## YOUR INSTRUCTIONS
Reproduce each entry exactly.
** Opening RAW DATA block **
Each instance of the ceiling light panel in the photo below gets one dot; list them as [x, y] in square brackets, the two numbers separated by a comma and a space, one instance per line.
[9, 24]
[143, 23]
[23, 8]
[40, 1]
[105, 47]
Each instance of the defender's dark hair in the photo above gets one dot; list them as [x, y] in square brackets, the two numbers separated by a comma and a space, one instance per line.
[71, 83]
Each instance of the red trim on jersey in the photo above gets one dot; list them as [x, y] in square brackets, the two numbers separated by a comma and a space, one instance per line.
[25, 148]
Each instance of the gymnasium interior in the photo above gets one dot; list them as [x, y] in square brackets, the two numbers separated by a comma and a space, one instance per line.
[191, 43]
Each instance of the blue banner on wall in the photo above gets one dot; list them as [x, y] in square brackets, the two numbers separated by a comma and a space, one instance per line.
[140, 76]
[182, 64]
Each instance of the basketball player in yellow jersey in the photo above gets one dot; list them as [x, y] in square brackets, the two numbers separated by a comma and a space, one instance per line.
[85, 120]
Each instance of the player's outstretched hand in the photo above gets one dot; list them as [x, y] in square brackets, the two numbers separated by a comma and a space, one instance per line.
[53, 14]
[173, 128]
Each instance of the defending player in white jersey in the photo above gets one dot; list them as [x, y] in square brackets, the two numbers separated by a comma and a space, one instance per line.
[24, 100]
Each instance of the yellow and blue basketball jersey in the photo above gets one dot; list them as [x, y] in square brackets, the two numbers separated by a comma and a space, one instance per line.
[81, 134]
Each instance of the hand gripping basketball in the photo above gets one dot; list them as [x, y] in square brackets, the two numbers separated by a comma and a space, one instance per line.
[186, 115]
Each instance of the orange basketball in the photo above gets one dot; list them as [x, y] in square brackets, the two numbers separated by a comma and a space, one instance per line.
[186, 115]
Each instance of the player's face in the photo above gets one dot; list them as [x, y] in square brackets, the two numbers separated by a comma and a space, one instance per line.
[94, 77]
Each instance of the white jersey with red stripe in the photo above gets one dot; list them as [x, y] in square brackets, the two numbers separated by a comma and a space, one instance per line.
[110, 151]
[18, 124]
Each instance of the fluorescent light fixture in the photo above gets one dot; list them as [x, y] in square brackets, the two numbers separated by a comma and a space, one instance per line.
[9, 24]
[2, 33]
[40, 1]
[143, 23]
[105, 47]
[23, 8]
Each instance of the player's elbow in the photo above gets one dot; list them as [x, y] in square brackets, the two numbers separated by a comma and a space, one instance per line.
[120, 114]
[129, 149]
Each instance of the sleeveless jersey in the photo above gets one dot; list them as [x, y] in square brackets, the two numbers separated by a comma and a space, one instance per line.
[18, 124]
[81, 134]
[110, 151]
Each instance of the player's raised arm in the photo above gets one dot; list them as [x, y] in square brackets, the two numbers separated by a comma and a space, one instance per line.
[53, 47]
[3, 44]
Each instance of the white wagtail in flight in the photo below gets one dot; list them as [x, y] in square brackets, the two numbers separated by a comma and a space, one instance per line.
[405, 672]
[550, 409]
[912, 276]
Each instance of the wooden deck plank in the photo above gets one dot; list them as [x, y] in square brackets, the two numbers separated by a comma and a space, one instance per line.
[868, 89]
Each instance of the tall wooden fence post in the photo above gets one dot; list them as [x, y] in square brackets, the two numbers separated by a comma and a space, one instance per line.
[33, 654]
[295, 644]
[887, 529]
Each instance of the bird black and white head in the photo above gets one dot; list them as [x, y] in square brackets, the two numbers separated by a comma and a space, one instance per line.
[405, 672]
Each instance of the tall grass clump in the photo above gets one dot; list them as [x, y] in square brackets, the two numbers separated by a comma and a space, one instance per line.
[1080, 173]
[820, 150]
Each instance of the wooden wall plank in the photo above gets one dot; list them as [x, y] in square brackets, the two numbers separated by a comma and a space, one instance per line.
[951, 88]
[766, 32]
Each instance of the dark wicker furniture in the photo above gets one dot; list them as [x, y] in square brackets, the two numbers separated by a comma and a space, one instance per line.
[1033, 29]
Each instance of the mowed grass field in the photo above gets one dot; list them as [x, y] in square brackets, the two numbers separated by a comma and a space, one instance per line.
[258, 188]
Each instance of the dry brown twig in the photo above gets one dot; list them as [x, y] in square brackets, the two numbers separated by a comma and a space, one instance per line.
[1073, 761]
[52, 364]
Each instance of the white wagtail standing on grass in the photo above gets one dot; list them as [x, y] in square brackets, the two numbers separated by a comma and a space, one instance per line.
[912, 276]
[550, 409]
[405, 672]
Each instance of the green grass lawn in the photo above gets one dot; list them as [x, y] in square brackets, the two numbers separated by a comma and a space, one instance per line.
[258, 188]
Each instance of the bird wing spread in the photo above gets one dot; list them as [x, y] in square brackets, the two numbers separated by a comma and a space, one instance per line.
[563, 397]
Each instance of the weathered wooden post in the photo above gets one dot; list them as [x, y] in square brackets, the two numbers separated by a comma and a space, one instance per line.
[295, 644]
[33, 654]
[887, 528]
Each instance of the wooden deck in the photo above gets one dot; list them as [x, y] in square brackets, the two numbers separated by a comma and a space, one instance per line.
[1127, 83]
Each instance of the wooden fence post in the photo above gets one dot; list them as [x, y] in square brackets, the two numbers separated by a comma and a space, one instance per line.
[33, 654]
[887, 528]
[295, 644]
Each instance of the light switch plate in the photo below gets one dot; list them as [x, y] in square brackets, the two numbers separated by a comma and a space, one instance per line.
** Closing RAW DATA block **
## TASK OUTPUT
Each instance of the ceiling light panel in the photo below gets one dot; list them as [x, y] in square brackets, the two numbers separated by a comma and a space, one instance per line.
[9, 24]
[143, 23]
[23, 8]
[40, 1]
[105, 47]
Each instance of the defender's dark hair in the photo above gets one dot; list them as [x, y] in square brackets, the two numbers separated by a comma and a space, one instance per line.
[71, 83]
Each instance of the red trim on jersey in the photo above gets one dot; list them as [x, y] in square brackets, the two numbers separated by a comma and a space, one instance per line.
[25, 148]
Each instance of the gymnasium interior in the photo above gets one dot; list them as [x, y] in square brackets, the two numbers separated by a comma and a space, one instance per line.
[191, 43]
Each instance of the blue banner on wall in the photo above gets one dot; list them as [x, y] in square brackets, the two numbers separated by a comma and a space, one instance per line.
[140, 76]
[182, 64]
Each instance of the basketball player in yellow jersey in the photo above gets one dot; list them as [x, y] in square brackets, the two numbers separated by a comma and a space, one instance per line.
[85, 120]
Each instance of the player's outstretched hand in the photo above gets one dot; list them as [x, y] in square brackets, the two numbers separated by a comma and a space, one instance per line.
[53, 14]
[173, 128]
Each instance of the defending player in white jersey in the photo above gets one dot; list them as [x, y] in square brackets, the two numbers separated by a comma and a space, one instance per line.
[24, 100]
Each instance of the yellow and blue basketball jersey in the photo above gets one dot; list them as [x, y] in square brackets, the two numbers separated by a comma and a space, one instance per line.
[81, 134]
Each instance of the hand gripping basketball in the photo above gets one dot; list them as [x, y] in square brackets, the two numbers separated by a comma and a space, one instance per line.
[186, 115]
Each instance of the orange basketball in the photo above gets one dot; list them as [x, y] in square brackets, the two numbers separated by a comma and a space, one instance per line.
[186, 115]
Each instance of the player's face in the photo above gets one dot; list them as [x, y] in square brackets, the two numbers separated by a comma and a space, one instance per line.
[94, 77]
Each instance of the white jersey with red stripe in the photo above gets one dot; list them as [x, y] in square brackets, the two numbers separated by a comma and a space, one instance per line.
[110, 151]
[18, 124]
Each instance of the fluorescent light fixture in the photo above gets one dot; list them as [x, y] in square brackets, the two numbers separated by a comma and a space, one instance per line.
[9, 24]
[2, 33]
[40, 1]
[143, 23]
[105, 47]
[23, 8]
Each instance of the player's elbow in the photo above gets one dot; list them as [x, y] in square brackets, the two numbers separated by a comma and a space, one instance per line.
[120, 114]
[129, 149]
Each instance of the sleeveless jersey in the photo above gets one dot; list them as [x, y] in square brackets, the two numbers separated by a comma and a space, one instance per line.
[18, 124]
[81, 134]
[110, 151]
Each instance of the player's raised arm in the photo above gets one dot; list them as [x, y] in square brackets, the two numbers separated by a comma and a space, one instance per line.
[53, 47]
[3, 44]
Each instance of the white wagtail in flight in the photo below gets one dot; list them as [x, y] in square brackets, the two numbers separated by a comma and a space, one instance per line.
[405, 672]
[550, 409]
[912, 276]
Each instance of the wooden deck plank in the photo above gets one dot; list them as [x, y] in square brackets, the two numbers separated by a comma and a space, one instance per line.
[868, 89]
Each instance of the tall wooden fence post in the photo above gets one dot; list them as [x, y] in square brackets, the two numbers separated by a comma and a space, one instance per line.
[33, 654]
[295, 644]
[887, 529]
Each instance of the bird black and white head in the photo above gets one dot; list them as [x, y] in square brackets, the two numbers separated by a comma and a space, one instance per line.
[405, 672]
Each instance of the tall grass clump in the photo above gets one dot; list them as [x, y] in square brackets, the two numbers separated by a comma and a space, one instance per line.
[1080, 173]
[820, 150]
Each instance of the wooden wall plank in the photo above gets one dot; list them as [x, y] in square brackets, the two numbers separated by a comma and a space, one instance per line.
[951, 88]
[766, 32]
Each instance of the dark wicker furniture in the photo above gets one dot; list them as [x, y] in square brackets, the two numbers separated by a comma and a space, one instance per line.
[1033, 29]
Each instance of the mowed grass field in the photo above gets one dot; list them as [x, y] in square brackets, the two numbers separated by a comma and a space, one instance per line.
[258, 188]
Each instance of the dry brown twig in the photo above gets one dot; list them as [x, y] in square brackets, the two numbers separated by a comma and a space, one instance per line.
[1073, 761]
[52, 364]
Each instance of the white wagtail standing on grass in the photo above gets one dot; list them as [x, y] in square brackets, the two numbers separated by a comma and a space, one instance per line.
[912, 276]
[550, 409]
[405, 672]
Each instance of the green grass lawn in the photo above gets one dot; list them as [x, y] in square brackets, the two numbers separated by a comma and a space, one instance per line.
[258, 188]
Each instance of the bird wing spread in the photo above gets one dot; list them as [x, y] in square brackets, the two numbers separated by a comma and a space, one instance per line.
[563, 397]
Each instance of the weathered wooden post in the photo above gets one dot; list them as [x, y] in square brackets, the two numbers separated by a comma and a space, one instance per line.
[295, 644]
[33, 654]
[887, 528]
Each instance of the wooden deck in the photo above gets one dot; list them as [x, y] in square brackets, the two numbers separated by a comma and a space, one instance per line.
[1127, 83]
Each instance of the wooden fence post in the photo above gets one dot; list them as [x, y] in square brackets, the two numbers separated by a comma and a space, one instance per line.
[33, 654]
[887, 528]
[295, 644]
Each instance of the light switch plate in the photo below gets one dot; list them as [x, y] in square brackets, the two numbers separated by a comma and a space, one instance per line.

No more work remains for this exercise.